Tarea a:
Responde con base en el texto sobre las elecciones en Estados Unidos:
(i) ¿Cuántos votos menos que Biden en 2020 obtuvo Kamala Harris?
(ii) ¿Por qué porcentaje ganó Trump el voto de los hombres latinos en 2024?
(iii) ¿Qué canción de James Brown usó la campaña republicana en sus eventos?

Texto de la página:
···
Los números son devastadores. Kamala Harris obtuvo aproximadamente 15.3 millones de votos menos que Biden en 2020. Trump perdió solo 3.2 millones. Vista así, ésta no es la historia de un resurgimiento trumpista, sino del colapso de la coalición demócrata. Y en el centro de este colapso está una verdad incómoda: la sociedad estadounidense no está lista para ciertos cambios, o al menos, no de la manera en que los demócratas los están proponiendo.
El vuelco del voto latino masculino ejemplifica perfectamente este fenómeno. En 2020, los hombres latinos favorecieron a Biden por 23%. En 2024, Trump ganó este grupo por 8%. Un cambio de 31 puntos que resultó decisivo en estados clave. ¿Cómo explicar este cambio? La respuesta incómoda es que Trump, con toda su bravuconería y machismo descarado, conectó con algo profundo en la psique de muchos votantes masculinos (y no sólo masculinos).
Mientras los demócratas intentaban “regañar” a los hombres negros para que votaran (como hicieron los Obama en la recta final de la campaña) o presentaban una campaña que parecía diseñada para un especial de televisión (Harris con Beyoncé, Oprah y Lady Gaga), Trump estaba en el terreno, hablando de empleos, de “proteger” los deportes femeninos (y a las mujeres, quieran o no), de la crisis fronteriza. Su mensaje era crudo, incluso ofensivo, pero resonaba con una autenticidad que la cuidadosamente coreografiada campaña de Harris nunca logró igualar.
Una de las explicaciones de estos resultados tiene que ver con la persistencia del sexismo y racismo, de sentimientos nacionalistas, antimigración y, más en general, antiinclusión. Pero también hay otras cosas en el fondo. Muchas mujeres suburbanas, que se esperaba rechazarían en masa a Trump después de la revocación de Roe vs. Wade, terminaron votando por él. La campaña republicana, que llegó al punto de usar “It's a man's, man's, man's world” de James Brown en sus eventos, debería haber sido un desastre entre el electorado femenino. No lo fue.
···
Tarea b: Muestra cada línea de los registros que contenga la palabra "white".
···
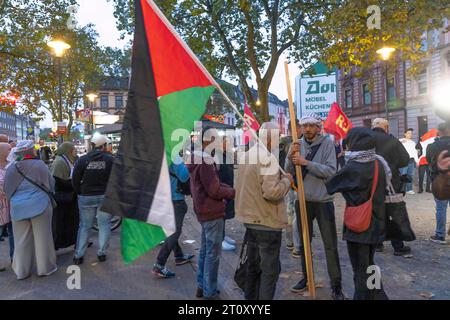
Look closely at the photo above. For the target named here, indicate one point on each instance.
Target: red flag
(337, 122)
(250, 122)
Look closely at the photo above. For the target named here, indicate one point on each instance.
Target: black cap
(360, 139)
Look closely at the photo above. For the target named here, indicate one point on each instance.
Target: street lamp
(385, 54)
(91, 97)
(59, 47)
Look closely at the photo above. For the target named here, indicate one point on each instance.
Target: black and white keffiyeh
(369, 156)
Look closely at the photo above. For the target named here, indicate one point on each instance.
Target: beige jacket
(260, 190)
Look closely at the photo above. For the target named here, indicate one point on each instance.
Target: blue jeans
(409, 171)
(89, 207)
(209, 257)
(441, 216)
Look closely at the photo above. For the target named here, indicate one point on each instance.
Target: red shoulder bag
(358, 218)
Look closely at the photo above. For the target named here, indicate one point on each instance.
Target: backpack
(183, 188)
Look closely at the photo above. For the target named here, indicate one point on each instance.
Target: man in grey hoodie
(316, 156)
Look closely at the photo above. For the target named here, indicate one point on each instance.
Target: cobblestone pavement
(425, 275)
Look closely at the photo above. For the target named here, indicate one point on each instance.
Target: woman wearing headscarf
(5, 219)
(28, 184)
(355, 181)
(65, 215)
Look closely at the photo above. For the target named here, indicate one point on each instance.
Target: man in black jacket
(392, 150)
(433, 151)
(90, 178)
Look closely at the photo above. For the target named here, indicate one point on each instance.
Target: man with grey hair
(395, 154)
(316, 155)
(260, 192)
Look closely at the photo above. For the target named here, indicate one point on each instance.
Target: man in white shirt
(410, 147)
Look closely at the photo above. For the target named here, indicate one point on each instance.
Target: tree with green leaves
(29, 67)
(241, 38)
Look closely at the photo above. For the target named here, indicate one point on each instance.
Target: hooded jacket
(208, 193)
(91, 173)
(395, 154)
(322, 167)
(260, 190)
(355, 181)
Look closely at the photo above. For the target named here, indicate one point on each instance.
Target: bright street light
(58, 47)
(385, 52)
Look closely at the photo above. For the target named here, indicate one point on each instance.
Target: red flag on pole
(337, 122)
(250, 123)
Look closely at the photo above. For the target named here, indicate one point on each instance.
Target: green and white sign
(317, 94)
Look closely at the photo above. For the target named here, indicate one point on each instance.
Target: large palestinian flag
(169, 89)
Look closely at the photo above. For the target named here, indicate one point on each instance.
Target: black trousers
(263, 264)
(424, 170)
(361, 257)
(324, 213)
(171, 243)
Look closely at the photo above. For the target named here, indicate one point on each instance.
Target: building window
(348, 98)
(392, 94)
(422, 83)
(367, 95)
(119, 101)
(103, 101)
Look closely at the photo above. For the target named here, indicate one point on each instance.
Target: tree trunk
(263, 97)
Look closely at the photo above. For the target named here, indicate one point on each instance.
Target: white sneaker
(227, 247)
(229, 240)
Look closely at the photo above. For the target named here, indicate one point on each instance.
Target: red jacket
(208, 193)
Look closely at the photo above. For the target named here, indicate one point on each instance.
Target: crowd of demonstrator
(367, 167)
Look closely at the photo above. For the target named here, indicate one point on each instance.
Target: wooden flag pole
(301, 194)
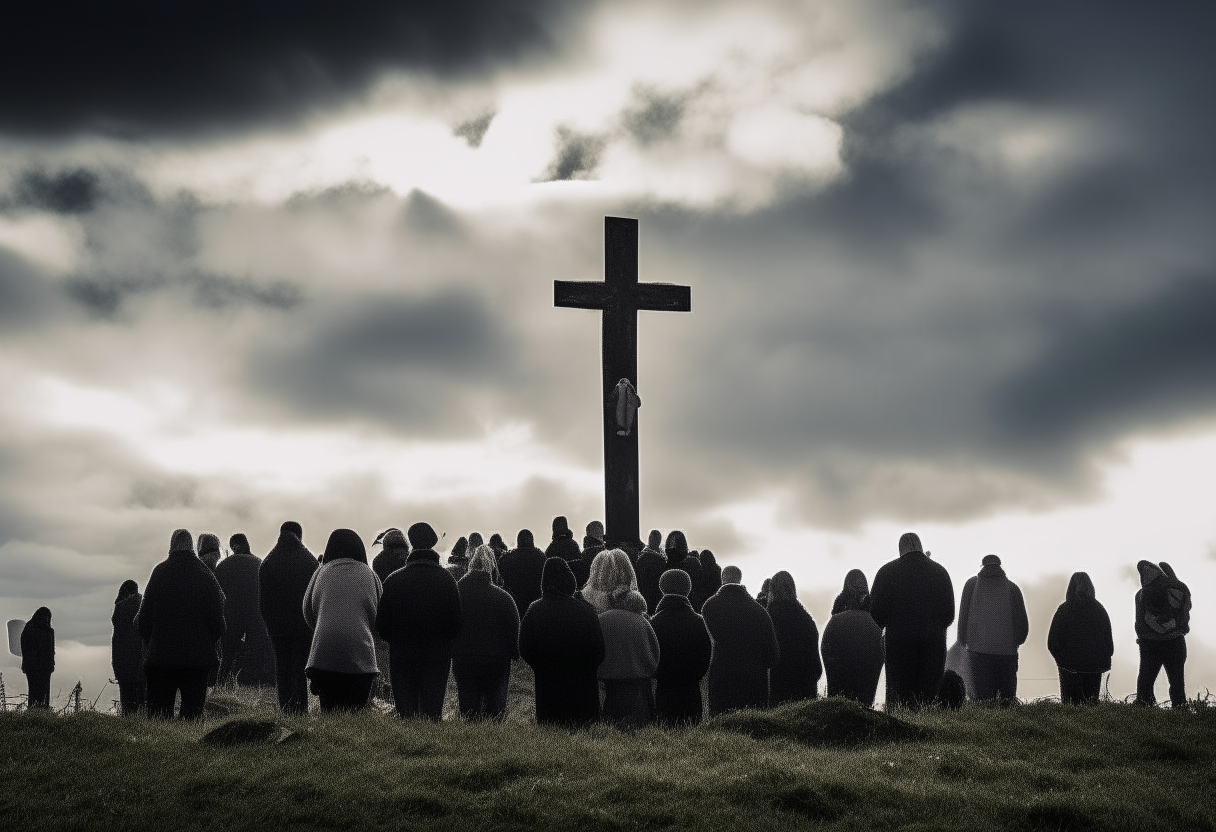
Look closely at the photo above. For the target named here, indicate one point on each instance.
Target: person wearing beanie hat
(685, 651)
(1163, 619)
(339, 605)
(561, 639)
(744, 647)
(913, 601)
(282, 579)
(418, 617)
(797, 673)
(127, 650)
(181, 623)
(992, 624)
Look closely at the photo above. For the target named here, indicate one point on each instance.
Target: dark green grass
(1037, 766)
···
Respuesta correcta a:
(i) Aproximadamente 15.3 millones de votos menos.
(ii) Por 8%.
(iii) "It's a man's, man's, man's world".

Respuesta correcta b:
Target: black and white keffiyeh
Target: man in white shirt
Target: green and white sign
Target: white sneaker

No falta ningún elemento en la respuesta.